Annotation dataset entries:
--- BEGIN ---

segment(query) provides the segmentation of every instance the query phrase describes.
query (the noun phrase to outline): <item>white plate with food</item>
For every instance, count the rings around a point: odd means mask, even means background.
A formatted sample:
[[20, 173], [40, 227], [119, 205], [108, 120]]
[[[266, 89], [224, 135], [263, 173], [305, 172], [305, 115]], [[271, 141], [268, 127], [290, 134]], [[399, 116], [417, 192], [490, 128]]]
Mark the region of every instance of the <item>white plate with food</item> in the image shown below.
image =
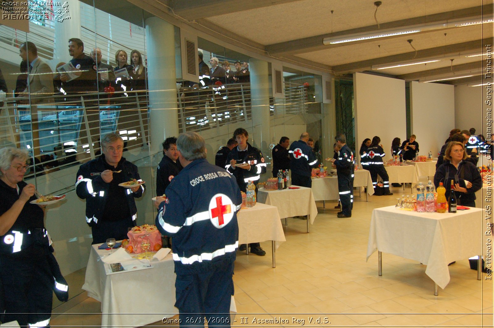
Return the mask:
[[121, 183], [119, 183], [119, 185], [124, 188], [133, 188], [138, 185], [144, 184], [145, 181], [127, 181]]
[[62, 196], [53, 196], [48, 195], [48, 196], [41, 196], [38, 199], [32, 200], [29, 202], [31, 204], [35, 204], [38, 205], [47, 205], [49, 204], [56, 203], [59, 200], [62, 200], [65, 198], [65, 195]]

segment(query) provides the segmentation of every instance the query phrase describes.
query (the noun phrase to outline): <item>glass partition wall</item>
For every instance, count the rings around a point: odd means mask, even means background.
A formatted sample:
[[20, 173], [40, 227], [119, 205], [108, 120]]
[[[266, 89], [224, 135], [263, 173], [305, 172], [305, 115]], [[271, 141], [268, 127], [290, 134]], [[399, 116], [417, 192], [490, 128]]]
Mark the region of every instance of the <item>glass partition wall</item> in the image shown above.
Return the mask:
[[[332, 115], [322, 104], [321, 75], [284, 68], [285, 96], [274, 98], [269, 62], [199, 37], [197, 50], [209, 75], [187, 80], [181, 71], [180, 29], [129, 2], [118, 7], [111, 2], [68, 0], [65, 7], [47, 8], [48, 19], [30, 21], [28, 33], [0, 26], [0, 69], [8, 87], [0, 112], [0, 146], [27, 149], [33, 165], [26, 181], [43, 194], [67, 195], [64, 202], [47, 208], [45, 225], [71, 298], [85, 295], [82, 287], [92, 242], [85, 202], [75, 193], [76, 173], [101, 154], [105, 134], [122, 136], [123, 156], [146, 182], [145, 193], [136, 200], [139, 224], [154, 221], [151, 198], [165, 138], [198, 132], [214, 163], [234, 131], [244, 128], [268, 163], [261, 181], [271, 177], [271, 150], [282, 137], [292, 142], [308, 131], [321, 158], [331, 155], [326, 144], [333, 142], [328, 141]], [[70, 18], [55, 19], [67, 10]], [[64, 81], [60, 71], [70, 70], [68, 63], [78, 55], [69, 51], [72, 38], [82, 40], [83, 53], [93, 62], [76, 68], [84, 69], [73, 81]], [[36, 45], [50, 72], [21, 65], [20, 47], [27, 41]], [[41, 76], [52, 89], [40, 91], [28, 82]], [[54, 307], [59, 305], [54, 297]]]

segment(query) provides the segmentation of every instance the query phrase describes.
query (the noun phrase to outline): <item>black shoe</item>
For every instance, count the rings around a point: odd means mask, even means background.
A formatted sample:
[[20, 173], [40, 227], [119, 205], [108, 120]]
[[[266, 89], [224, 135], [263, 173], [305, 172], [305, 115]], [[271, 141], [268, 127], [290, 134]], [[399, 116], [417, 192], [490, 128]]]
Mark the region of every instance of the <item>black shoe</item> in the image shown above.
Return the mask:
[[260, 246], [257, 246], [257, 247], [254, 247], [252, 248], [250, 248], [250, 253], [253, 254], [255, 254], [256, 255], [258, 255], [260, 256], [263, 256], [266, 255], [266, 252], [261, 248]]

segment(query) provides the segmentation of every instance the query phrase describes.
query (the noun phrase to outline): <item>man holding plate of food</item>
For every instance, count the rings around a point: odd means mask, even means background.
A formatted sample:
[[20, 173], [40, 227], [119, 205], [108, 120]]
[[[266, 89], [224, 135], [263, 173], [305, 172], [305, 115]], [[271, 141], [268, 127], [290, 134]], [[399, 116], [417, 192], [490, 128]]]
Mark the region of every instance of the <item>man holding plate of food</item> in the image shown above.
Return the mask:
[[134, 199], [145, 190], [137, 167], [122, 157], [124, 140], [119, 135], [103, 136], [101, 151], [99, 157], [81, 166], [76, 182], [77, 195], [86, 200], [93, 244], [126, 238], [127, 228], [136, 225], [137, 218]]

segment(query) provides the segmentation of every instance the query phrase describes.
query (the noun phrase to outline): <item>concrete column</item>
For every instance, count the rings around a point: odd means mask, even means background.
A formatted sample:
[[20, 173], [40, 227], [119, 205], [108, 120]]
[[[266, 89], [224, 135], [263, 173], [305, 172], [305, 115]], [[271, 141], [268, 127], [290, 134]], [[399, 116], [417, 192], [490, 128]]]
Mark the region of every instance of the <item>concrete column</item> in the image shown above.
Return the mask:
[[[60, 62], [67, 63], [72, 58], [69, 54], [69, 39], [72, 37], [81, 38], [81, 3], [79, 0], [63, 0], [59, 1], [62, 5], [67, 2], [66, 7], [61, 5], [55, 5], [53, 1], [53, 11], [58, 9], [65, 11], [68, 10], [68, 14], [70, 18], [64, 19], [62, 22], [55, 20], [55, 49], [53, 51], [53, 68]], [[65, 16], [62, 16], [65, 17]], [[84, 52], [89, 55], [91, 49], [94, 47], [94, 42], [91, 44], [84, 45]]]
[[269, 143], [272, 141], [269, 133], [269, 70], [268, 62], [250, 58], [250, 97], [252, 104], [252, 136], [251, 144], [258, 148], [263, 155], [269, 153]]
[[175, 37], [173, 25], [158, 17], [146, 20], [149, 89], [150, 146], [160, 152], [168, 137], [178, 137]]

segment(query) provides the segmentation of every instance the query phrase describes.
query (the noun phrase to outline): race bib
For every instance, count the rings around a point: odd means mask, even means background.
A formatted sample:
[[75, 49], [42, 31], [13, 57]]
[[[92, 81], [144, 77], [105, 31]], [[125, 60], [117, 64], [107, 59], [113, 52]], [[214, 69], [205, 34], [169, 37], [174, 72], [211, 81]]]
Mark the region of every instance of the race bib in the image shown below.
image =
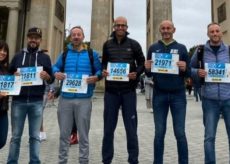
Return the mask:
[[88, 84], [86, 79], [88, 75], [81, 74], [66, 74], [66, 78], [63, 81], [62, 92], [68, 93], [87, 93]]
[[20, 76], [1, 75], [0, 91], [6, 95], [19, 95], [21, 91]]
[[229, 63], [205, 63], [205, 82], [229, 83], [230, 64]]
[[129, 81], [129, 63], [108, 63], [107, 71], [109, 76], [106, 77], [110, 81]]
[[40, 78], [40, 73], [43, 67], [22, 67], [18, 68], [20, 72], [22, 86], [42, 85], [43, 80]]
[[178, 54], [170, 53], [152, 53], [151, 72], [179, 74], [177, 62], [179, 61]]

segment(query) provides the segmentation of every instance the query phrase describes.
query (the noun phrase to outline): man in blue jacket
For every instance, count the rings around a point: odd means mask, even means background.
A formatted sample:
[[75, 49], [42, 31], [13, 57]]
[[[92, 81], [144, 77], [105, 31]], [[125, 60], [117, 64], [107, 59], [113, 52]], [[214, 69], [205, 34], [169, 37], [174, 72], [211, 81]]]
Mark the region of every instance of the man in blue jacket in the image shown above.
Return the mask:
[[178, 163], [188, 163], [185, 78], [190, 76], [189, 56], [186, 47], [173, 39], [175, 30], [170, 20], [161, 22], [159, 31], [162, 39], [150, 46], [145, 63], [146, 74], [152, 76], [154, 81], [154, 164], [163, 163], [169, 108], [177, 140]]
[[[209, 40], [203, 53], [195, 51], [191, 59], [192, 75], [203, 78], [201, 83], [203, 123], [205, 127], [205, 163], [216, 163], [215, 139], [220, 114], [222, 113], [228, 139], [230, 138], [230, 63], [229, 46], [222, 41], [221, 27], [211, 23], [207, 27]], [[204, 67], [203, 67], [204, 66]], [[225, 78], [228, 77], [228, 78]], [[205, 81], [204, 81], [205, 78]]]
[[[53, 66], [57, 80], [62, 81], [62, 92], [58, 104], [60, 128], [59, 163], [67, 163], [70, 135], [75, 120], [79, 134], [79, 163], [89, 162], [89, 129], [95, 83], [101, 78], [101, 63], [96, 51], [90, 51], [83, 44], [84, 32], [80, 26], [70, 31], [71, 43], [65, 59], [61, 54]], [[94, 70], [94, 71], [92, 71]]]
[[[42, 104], [46, 83], [52, 83], [52, 65], [50, 57], [39, 49], [42, 40], [42, 31], [38, 27], [32, 27], [27, 33], [27, 48], [18, 52], [12, 59], [9, 72], [20, 75], [23, 86], [18, 96], [13, 96], [11, 104], [12, 138], [7, 163], [18, 163], [21, 136], [24, 122], [28, 116], [29, 122], [29, 163], [41, 163], [40, 150], [40, 126], [42, 121]], [[39, 70], [39, 77], [36, 71]]]

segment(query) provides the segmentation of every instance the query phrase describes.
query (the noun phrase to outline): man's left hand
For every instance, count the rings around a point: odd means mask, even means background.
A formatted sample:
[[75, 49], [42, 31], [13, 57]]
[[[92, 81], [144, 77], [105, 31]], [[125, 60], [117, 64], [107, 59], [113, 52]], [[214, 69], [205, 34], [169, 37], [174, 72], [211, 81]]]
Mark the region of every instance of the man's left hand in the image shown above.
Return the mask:
[[178, 61], [177, 66], [179, 67], [179, 69], [181, 71], [183, 71], [183, 72], [186, 71], [186, 62], [185, 61]]
[[86, 82], [88, 84], [93, 84], [93, 83], [96, 83], [98, 81], [98, 77], [97, 76], [90, 76], [86, 79]]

--- END ---

Collect every line of the data above that contains the word "concrete". Treat uppercase and lowercase letters as different.

query (the noun phrase to outline): <item>concrete column</item>
Mark the region of every instance of the <item>concrete column</item> in the image shown above.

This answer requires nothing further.